start
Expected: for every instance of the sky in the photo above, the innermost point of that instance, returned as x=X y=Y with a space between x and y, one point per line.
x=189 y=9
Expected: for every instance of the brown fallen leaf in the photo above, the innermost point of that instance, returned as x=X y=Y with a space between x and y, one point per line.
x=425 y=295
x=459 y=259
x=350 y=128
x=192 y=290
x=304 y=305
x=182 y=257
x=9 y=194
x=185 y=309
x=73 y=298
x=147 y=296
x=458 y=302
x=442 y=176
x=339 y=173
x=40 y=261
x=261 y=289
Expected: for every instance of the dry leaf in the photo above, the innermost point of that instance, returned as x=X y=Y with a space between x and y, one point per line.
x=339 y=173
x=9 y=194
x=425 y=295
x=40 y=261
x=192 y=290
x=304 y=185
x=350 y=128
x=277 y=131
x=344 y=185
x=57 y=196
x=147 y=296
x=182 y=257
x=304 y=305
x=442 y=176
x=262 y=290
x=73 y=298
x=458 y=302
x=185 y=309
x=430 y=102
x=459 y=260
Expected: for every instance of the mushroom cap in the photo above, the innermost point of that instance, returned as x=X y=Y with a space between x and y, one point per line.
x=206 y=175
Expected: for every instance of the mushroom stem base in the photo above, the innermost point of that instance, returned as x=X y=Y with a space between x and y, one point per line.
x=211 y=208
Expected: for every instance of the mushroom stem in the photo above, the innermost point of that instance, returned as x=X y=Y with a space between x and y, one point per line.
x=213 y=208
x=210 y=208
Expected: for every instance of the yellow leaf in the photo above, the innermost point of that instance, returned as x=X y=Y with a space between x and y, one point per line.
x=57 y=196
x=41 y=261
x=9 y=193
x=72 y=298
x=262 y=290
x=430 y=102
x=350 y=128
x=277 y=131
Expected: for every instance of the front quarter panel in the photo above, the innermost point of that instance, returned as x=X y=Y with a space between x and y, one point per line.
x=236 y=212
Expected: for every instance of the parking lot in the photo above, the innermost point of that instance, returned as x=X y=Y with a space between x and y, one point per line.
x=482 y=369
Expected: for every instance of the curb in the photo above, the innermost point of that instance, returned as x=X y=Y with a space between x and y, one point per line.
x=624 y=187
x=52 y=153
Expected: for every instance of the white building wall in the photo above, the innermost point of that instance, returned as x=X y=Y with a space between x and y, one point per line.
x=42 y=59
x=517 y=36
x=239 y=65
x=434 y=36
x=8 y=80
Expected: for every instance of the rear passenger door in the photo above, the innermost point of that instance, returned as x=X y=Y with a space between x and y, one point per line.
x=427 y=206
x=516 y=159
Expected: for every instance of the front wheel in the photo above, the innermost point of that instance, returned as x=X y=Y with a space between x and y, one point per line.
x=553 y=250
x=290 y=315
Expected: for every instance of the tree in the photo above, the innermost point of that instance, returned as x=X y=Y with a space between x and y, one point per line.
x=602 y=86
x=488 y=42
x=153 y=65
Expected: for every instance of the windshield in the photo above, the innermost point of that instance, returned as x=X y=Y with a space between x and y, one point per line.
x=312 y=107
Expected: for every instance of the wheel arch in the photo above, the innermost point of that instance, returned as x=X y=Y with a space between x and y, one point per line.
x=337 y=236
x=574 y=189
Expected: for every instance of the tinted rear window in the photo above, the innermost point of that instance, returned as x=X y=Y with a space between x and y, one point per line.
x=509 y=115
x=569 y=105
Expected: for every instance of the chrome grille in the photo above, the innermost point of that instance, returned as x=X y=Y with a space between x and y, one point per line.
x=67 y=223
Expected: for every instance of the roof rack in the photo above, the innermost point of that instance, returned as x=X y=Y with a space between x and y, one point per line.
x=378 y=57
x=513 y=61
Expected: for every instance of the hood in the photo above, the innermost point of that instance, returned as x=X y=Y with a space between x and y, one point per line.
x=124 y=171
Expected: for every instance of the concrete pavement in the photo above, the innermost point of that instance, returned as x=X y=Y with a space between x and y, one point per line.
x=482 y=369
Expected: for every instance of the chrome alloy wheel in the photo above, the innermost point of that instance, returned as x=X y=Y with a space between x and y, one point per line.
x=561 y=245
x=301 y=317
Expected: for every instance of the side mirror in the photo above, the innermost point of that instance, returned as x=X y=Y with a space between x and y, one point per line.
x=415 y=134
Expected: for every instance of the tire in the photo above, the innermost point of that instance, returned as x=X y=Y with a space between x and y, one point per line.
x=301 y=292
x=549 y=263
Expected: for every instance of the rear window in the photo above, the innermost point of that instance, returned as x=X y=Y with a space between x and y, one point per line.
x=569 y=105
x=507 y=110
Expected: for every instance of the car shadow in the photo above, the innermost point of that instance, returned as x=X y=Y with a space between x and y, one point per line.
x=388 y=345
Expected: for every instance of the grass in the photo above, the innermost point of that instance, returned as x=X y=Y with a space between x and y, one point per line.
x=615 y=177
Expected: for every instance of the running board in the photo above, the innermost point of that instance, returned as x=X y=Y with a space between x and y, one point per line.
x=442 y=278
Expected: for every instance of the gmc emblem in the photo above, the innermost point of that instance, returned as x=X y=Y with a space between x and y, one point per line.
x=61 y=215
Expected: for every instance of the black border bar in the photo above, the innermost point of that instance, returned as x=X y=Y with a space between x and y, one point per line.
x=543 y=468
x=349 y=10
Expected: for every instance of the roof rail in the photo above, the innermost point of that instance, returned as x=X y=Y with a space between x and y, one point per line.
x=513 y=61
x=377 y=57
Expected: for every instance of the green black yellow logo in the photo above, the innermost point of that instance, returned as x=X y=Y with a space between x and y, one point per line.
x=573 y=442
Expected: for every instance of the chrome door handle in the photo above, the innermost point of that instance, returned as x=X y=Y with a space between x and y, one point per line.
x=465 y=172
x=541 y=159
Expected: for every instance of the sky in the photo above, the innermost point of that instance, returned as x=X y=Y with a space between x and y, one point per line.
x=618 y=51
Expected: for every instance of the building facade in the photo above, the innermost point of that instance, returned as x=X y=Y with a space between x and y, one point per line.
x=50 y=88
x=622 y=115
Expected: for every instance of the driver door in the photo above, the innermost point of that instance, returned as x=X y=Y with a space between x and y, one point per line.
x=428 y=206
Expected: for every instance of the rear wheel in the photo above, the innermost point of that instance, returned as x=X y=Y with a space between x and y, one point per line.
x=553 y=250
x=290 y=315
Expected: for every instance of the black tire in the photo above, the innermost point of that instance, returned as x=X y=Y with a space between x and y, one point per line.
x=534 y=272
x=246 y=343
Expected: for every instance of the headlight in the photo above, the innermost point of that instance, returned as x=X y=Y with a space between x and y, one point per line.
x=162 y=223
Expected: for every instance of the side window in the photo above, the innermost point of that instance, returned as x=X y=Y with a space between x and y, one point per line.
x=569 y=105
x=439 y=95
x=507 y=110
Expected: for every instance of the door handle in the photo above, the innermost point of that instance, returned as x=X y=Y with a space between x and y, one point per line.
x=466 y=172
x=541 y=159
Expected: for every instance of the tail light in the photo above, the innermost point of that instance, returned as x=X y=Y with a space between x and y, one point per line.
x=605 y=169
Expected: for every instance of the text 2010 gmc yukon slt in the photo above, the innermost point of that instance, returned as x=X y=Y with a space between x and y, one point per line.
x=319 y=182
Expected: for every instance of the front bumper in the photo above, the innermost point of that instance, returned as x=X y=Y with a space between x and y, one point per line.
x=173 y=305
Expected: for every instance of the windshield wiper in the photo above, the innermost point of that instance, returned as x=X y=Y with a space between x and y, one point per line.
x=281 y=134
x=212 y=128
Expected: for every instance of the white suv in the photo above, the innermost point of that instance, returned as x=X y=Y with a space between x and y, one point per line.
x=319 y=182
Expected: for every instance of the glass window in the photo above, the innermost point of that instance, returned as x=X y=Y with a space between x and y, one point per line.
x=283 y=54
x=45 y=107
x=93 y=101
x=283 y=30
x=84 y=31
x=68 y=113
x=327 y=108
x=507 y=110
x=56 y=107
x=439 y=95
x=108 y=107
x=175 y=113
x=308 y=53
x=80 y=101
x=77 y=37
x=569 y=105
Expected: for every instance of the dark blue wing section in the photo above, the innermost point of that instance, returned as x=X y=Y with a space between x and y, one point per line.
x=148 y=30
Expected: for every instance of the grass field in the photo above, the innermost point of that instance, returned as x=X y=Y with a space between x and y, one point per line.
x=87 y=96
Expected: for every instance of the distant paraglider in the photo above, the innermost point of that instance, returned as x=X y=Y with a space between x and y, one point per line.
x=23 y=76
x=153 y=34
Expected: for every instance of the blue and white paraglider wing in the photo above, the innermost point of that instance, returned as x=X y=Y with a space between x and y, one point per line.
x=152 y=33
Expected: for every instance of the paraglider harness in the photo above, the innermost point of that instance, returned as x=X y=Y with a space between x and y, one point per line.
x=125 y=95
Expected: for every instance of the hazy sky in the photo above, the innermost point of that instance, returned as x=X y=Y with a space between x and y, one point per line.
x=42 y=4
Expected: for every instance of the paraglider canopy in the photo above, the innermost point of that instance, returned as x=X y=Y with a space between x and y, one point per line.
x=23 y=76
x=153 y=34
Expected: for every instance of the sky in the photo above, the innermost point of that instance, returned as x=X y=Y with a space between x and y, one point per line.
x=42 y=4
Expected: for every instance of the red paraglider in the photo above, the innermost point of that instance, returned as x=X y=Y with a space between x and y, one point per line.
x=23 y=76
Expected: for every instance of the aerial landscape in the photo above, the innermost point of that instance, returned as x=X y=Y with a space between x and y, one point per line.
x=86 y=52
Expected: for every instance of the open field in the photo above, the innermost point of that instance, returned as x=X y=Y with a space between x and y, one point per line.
end
## TASK DESCRIPTION
Return, with no changes, the items starting with the line containing "Expected: for every instance of the concrete" and going on through the line containing "x=549 y=263".

## ANSWER
Expected: for every instance of the concrete pavement in the photo above, the innermost point of that instance, returned as x=X y=Y with a space between x and y, one point per line.
x=482 y=369
Expected: for every instance of the chrome alloy wheel in the photo above, the innermost point of that instance, returned as x=X y=Y with a space between x and y, one point per line.
x=561 y=245
x=301 y=317
Expected: for every instance of the side mirror in the photo above, the innermost point of that instance, returned as x=X y=Y with a space between x and y, one point per line.
x=415 y=134
Expected: for every instance of the tire in the photo above, the innermost point of that instance, returned as x=X y=Y with a space between x and y, one point per line.
x=301 y=292
x=549 y=263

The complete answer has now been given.